» **INSTRUCTIONS TO FOLLOW**: Every line containing the word "white" is to be copied from the data below.

Top of SUPPLIED DATA

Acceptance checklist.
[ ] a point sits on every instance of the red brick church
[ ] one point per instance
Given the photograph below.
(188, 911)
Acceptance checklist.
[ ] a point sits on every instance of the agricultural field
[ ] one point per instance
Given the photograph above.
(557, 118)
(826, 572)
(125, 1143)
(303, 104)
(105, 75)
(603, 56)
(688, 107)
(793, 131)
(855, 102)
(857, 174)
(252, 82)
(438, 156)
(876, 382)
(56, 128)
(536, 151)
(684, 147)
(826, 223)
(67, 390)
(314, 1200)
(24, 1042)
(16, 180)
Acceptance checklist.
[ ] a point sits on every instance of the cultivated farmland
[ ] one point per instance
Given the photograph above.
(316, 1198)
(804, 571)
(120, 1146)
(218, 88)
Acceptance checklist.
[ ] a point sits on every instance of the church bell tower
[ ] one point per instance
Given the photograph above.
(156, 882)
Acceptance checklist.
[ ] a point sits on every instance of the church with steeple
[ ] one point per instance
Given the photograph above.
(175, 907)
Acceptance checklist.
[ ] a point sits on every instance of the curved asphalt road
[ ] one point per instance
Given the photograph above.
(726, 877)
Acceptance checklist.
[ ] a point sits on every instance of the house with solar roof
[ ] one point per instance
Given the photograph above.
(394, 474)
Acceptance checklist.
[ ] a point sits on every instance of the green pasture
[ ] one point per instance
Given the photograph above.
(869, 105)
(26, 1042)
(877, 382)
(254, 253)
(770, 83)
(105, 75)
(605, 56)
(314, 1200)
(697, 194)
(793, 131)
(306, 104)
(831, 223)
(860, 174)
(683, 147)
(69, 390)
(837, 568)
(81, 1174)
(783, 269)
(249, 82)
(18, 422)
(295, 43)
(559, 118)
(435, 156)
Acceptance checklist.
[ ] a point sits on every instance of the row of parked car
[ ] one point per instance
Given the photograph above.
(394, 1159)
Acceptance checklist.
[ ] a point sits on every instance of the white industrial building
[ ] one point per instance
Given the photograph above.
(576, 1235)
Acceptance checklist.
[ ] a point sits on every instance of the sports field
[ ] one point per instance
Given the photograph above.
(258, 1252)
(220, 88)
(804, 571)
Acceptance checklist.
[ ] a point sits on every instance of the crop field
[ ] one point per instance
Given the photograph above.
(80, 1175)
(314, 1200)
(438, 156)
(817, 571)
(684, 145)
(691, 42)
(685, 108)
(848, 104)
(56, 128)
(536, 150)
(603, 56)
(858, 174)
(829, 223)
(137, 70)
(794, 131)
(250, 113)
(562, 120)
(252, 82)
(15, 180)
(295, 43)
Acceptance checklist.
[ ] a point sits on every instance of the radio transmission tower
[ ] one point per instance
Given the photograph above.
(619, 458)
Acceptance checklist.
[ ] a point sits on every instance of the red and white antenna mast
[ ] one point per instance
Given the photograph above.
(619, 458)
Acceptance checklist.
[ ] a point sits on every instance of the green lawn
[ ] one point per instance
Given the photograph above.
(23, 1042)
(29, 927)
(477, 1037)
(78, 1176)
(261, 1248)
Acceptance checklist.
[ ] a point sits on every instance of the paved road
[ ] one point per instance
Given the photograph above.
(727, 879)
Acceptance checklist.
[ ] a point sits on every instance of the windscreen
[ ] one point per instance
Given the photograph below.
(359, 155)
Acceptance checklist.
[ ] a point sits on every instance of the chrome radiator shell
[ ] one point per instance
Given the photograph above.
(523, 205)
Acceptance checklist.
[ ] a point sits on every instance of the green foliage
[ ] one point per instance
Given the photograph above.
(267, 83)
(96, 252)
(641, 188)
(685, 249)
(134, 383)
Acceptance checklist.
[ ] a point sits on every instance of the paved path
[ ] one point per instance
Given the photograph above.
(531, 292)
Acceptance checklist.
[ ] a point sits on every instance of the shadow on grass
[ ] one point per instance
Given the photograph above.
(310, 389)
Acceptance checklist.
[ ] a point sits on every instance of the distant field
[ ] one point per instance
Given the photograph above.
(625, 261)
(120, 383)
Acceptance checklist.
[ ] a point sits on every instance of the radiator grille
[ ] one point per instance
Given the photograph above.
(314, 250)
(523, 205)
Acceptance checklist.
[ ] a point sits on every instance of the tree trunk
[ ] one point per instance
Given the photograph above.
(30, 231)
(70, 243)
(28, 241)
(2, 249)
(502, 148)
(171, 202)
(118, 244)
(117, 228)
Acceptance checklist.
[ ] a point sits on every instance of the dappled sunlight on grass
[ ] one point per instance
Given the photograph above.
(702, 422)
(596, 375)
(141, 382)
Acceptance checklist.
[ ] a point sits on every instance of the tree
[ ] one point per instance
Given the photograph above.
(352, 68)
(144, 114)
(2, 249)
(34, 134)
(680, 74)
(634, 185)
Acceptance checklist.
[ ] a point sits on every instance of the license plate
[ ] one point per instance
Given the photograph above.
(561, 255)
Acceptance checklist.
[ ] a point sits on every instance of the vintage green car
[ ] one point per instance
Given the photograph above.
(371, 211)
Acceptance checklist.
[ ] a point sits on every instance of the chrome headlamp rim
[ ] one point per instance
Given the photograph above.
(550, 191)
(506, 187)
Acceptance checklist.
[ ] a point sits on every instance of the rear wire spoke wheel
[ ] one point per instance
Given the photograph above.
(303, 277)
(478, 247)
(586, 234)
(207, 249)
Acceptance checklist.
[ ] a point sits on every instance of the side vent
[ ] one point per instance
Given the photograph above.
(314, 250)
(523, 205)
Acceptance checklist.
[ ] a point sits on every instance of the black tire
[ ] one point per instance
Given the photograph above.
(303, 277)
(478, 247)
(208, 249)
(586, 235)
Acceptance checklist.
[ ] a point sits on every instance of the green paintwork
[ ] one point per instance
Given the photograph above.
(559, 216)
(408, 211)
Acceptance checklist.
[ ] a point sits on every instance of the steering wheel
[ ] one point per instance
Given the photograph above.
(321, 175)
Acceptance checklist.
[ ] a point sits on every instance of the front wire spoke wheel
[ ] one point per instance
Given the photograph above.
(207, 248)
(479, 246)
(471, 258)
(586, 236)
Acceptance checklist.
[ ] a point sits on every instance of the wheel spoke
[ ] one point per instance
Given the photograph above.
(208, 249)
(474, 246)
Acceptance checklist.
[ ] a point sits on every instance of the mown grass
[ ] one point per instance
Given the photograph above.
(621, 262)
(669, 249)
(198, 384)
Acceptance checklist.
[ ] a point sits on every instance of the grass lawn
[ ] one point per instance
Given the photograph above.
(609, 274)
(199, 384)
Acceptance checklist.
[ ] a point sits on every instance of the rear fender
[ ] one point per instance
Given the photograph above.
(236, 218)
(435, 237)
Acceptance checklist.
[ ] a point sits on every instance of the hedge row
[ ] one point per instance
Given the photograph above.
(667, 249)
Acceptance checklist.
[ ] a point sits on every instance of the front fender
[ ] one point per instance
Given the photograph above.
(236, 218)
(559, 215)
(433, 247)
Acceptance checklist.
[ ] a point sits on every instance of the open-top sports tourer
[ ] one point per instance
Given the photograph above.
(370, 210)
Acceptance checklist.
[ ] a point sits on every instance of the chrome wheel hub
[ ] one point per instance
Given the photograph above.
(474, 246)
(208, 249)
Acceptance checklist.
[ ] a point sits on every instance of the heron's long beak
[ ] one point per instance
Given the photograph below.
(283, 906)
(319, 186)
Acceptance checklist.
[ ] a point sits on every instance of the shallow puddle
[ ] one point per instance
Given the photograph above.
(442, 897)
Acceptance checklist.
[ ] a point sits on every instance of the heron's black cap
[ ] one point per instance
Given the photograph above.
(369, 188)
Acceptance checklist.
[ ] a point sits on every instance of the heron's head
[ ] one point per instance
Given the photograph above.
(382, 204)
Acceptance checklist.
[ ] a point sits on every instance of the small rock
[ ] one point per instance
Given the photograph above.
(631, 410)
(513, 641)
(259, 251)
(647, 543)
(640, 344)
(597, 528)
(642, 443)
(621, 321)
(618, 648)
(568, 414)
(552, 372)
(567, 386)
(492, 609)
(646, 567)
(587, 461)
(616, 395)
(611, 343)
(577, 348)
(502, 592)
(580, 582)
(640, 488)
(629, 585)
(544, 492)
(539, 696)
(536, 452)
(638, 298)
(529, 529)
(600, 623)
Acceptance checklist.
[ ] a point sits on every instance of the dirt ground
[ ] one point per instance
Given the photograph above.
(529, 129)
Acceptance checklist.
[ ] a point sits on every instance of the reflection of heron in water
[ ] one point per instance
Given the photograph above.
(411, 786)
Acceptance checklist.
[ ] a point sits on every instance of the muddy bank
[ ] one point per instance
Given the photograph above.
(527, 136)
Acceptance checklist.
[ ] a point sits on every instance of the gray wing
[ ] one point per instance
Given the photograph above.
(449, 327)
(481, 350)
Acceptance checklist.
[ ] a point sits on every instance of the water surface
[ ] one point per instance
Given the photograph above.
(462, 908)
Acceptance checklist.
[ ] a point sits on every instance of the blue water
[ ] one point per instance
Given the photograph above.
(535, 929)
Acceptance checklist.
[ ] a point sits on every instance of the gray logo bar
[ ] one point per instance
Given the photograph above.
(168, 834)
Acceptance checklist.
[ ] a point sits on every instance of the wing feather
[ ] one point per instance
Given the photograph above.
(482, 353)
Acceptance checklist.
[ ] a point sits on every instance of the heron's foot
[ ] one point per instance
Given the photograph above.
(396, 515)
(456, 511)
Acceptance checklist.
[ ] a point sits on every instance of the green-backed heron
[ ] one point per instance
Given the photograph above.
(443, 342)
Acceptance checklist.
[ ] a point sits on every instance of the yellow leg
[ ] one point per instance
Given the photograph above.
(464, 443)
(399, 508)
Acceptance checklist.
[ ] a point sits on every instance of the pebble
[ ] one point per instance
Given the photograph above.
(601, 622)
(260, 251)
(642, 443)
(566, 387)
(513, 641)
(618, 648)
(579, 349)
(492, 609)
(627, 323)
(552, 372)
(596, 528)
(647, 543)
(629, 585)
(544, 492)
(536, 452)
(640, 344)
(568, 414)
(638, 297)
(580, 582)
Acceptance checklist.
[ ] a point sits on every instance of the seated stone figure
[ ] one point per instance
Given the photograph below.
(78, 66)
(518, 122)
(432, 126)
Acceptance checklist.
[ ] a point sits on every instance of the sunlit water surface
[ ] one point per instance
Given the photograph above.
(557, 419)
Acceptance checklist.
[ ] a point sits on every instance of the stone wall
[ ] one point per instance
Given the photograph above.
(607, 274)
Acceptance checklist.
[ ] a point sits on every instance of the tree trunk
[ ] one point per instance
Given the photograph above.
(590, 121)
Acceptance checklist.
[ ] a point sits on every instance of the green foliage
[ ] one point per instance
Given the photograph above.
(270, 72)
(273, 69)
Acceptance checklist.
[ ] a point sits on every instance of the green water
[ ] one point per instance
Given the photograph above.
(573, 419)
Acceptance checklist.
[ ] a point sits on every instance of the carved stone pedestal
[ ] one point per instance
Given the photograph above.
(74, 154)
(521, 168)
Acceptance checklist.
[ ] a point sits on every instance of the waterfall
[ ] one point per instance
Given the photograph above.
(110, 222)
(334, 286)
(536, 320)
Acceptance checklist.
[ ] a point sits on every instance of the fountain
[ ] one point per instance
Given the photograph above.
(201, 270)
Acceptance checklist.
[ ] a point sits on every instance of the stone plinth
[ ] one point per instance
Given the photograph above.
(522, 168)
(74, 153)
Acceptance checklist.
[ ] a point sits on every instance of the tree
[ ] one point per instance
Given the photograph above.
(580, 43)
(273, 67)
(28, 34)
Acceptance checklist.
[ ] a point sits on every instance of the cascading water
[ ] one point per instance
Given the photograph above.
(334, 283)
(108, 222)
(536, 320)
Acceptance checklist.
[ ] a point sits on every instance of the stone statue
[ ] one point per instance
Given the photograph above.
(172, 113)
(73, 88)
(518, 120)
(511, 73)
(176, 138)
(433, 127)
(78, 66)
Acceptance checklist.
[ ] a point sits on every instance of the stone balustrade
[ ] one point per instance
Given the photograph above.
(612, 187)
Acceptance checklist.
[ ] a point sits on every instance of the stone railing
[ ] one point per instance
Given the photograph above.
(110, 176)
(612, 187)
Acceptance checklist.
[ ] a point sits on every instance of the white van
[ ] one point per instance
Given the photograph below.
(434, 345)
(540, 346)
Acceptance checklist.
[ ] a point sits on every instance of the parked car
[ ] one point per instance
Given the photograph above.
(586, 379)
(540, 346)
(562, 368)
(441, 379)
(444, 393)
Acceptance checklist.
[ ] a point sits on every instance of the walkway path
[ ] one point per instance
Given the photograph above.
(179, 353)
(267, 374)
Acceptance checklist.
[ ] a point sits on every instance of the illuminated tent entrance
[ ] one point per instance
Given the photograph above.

Bottom of SUPPLIED DATA

» **RESPONSE AREA**:
[ ] a point sits on every instance of the white industrial building
[ ] a point sits on every instance of the red and white antenna mast
[ ] a point sits on every instance of the white van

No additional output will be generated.